WHAT YOU HAVE TO DO: Copy out the entries from the line holding "Confirm that each instance of the forested" through the end of the entries, inclusive, keeping the requests, and shift every x and y coordinate in the answers by -96.
____________
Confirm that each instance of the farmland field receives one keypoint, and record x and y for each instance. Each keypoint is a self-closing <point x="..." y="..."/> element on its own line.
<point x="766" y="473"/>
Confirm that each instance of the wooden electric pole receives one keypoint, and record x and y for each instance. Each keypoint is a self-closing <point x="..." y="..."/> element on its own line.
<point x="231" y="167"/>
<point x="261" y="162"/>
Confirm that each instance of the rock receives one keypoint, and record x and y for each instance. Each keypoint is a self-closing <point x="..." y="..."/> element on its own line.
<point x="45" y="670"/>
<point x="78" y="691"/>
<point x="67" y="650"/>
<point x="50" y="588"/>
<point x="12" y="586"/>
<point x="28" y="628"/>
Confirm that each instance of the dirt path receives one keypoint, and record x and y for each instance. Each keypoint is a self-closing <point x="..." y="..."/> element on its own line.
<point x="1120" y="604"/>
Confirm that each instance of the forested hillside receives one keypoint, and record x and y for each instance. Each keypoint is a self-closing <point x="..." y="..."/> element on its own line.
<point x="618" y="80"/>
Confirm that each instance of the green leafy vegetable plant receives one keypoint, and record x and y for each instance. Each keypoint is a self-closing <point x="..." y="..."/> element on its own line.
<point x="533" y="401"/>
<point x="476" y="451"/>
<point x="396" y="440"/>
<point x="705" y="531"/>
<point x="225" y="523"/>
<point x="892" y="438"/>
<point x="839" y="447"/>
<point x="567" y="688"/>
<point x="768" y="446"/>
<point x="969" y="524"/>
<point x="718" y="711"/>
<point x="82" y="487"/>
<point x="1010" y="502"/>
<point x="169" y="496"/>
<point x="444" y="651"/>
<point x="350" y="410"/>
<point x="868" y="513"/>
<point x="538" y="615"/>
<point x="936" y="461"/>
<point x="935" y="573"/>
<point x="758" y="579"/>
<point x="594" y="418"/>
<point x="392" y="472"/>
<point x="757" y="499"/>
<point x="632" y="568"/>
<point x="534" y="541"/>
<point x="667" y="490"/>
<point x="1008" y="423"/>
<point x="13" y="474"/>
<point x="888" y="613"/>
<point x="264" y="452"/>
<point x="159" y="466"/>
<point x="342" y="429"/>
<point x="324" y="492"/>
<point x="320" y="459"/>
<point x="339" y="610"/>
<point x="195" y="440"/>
____________
WRITTEN ANSWER:
Confirm that each instance of the forested hillside receives one keypoint, and record x and y for each instance. Each keypoint is a self-closing <point x="..." y="..."/> element on its own line.
<point x="522" y="-16"/>
Confirm that each instance of the green leafy vegetable plant receives one keypoint, and record x and y for each instance. Each keypoint is a self-closing <point x="..." y="..."/> element on its own line.
<point x="437" y="305"/>
<point x="380" y="355"/>
<point x="300" y="344"/>
<point x="609" y="435"/>
<point x="129" y="427"/>
<point x="796" y="342"/>
<point x="743" y="351"/>
<point x="471" y="592"/>
<point x="672" y="350"/>
<point x="873" y="428"/>
<point x="622" y="615"/>
<point x="-14" y="391"/>
<point x="914" y="406"/>
<point x="73" y="400"/>
<point x="348" y="555"/>
<point x="254" y="314"/>
<point x="772" y="417"/>
<point x="442" y="519"/>
<point x="840" y="365"/>
<point x="839" y="477"/>
<point x="662" y="483"/>
<point x="498" y="322"/>
<point x="296" y="376"/>
<point x="661" y="403"/>
<point x="536" y="472"/>
<point x="438" y="445"/>
<point x="571" y="394"/>
<point x="912" y="327"/>
<point x="-83" y="378"/>
<point x="792" y="517"/>
<point x="168" y="356"/>
<point x="63" y="370"/>
<point x="246" y="333"/>
<point x="228" y="396"/>
<point x="224" y="363"/>
<point x="243" y="514"/>
<point x="99" y="344"/>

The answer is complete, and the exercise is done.